Source excerpt:
# Temporal-Gradient Policy Demo (Deterministic vs Stochastic)

This notebook demonstrates using Policy abstractions for an oriented agent that follows a temporal gradient of odor concentration. Choose between:
- TemporalDerivativeDeterministicPolicy
- TemporalDerivativePolicy (epsilon-greedy stochastic)


In [None]:
import os

os.environ.pop("MPLBACKEND", None)
%matplotlib inline
import numpy as np
import matplotlib.pyplot as plt

import plume_nav_sim
from plume_nav_sim.policies import (
    TemporalDerivativeDeterministicPolicy,
    TemporalDerivativePolicy,
)

In [None]:
# Configure environment
grid_size = (64, 64)
source_location = (48, 48)
start_location = (16, 16)
goal_radius = 1.0
max_steps = 500
seed = 123

env = plume_nav_sim.make_env(
    grid_size=grid_size,
    source_location=source_location,
    start_location=start_location,
    goal_radius=goal_radius,
    max_steps=max_steps,
    plume_sigma=20.0,
    action_type="oriented",
    observation_type="concentration",
    reward_type="step_penalty",
    render_mode=None,
)

core_env = getattr(env, "_core_env", None)
field_array = getattr(
    getattr(core_env, "_concentration_field", None), "field_array", None
)
assert field_array is not None, "Could not access plume field for visualization"

In [None]:
# Choose a policy
policy_kind = "stochastic"  # 'deterministic' or 'stochastic'
eps = 0.05
eps_after_turn = 0.05
forward_bias = 0.05

if policy_kind == "deterministic":
    policy = TemporalDerivativeDeterministicPolicy()
else:
    policy = TemporalDerivativePolicy(
        eps=eps, eps_after_turn=eps_after_turn, eps_greedy_forward_bias=forward_bias
    )

In [None]:
# Run episode with selected policy
obs, info = env.reset(seed=seed)
policy.reset(seed=seed)

rewards = []
actions = []

positions = [tuple((info.get("agent_position") or info.get("agent_xy")))]
concentrations = [float(obs[0])]
totals = [float(info.get("total_reward", 0.0))]
distances = [float(info.get("distance_to_goal", np.nan))]
terminated = truncated = False
for _ in range(max_steps):
    action = policy.select_action(obs, explore=True)
    actions.append(action)
    obs, reward, terminated, truncated, step_info = env.step(action)
    rewards.append(float(reward))
    positions.append(tuple(step_info.get("agent_position")))
    concentrations.append(float(obs[0]))
    totals.append(float(step_info.get("total_reward", totals[-1])))
    distances.append(float(step_info.get("distance_to_goal", np.nan)))
    if terminated or truncated:
        break

print(
    f"Finished: steps={len(rewards)}, terminated={terminated}, truncated={truncated}, total_reward={totals[-1]:.3f}"
)

Region outline entries:
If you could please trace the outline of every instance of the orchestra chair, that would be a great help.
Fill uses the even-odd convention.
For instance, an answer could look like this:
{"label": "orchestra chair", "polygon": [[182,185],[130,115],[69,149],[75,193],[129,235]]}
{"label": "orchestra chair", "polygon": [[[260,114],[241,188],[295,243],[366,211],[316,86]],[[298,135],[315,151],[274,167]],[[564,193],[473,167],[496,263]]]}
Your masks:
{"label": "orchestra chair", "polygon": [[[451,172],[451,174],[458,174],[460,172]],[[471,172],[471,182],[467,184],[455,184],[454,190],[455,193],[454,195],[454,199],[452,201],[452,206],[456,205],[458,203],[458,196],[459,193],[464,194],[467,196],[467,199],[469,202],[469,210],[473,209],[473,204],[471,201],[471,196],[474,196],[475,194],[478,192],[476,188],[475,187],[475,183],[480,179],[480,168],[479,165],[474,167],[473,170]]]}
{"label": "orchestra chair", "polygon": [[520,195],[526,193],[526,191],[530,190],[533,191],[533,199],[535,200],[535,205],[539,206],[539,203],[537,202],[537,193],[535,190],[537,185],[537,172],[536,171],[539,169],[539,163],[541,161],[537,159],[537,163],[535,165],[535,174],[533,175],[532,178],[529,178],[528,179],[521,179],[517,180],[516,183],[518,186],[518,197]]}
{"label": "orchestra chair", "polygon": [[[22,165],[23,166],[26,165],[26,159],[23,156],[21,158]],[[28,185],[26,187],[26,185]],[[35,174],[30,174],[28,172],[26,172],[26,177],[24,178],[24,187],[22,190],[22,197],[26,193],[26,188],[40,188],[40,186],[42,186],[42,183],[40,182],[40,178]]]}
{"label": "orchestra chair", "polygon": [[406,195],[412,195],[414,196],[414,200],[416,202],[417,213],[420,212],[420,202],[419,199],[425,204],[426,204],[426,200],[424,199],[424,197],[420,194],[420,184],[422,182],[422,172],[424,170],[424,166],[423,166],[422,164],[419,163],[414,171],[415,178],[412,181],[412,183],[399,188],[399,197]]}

Your task:
Reproduce the passage of the temporal-gradient policy demo from "policy.reset(seed=seed)" to "actions.append(action)", keeping every character as it appears.

Correct result:
policy.reset(seed=seed)

rewards = []
actions = []

positions = [tuple((info.get("agent_position") or info.get("agent_xy")))]
concentrations = [float(obs[0])]
totals = [float(info.get("total_reward", 0.0))]
distances = [float(info.get("distance_to_goal", np.nan))]
terminated = truncated = False
for _ in range(max_steps):
    action = policy.select_action(obs, explore=True)
    actions.append(action)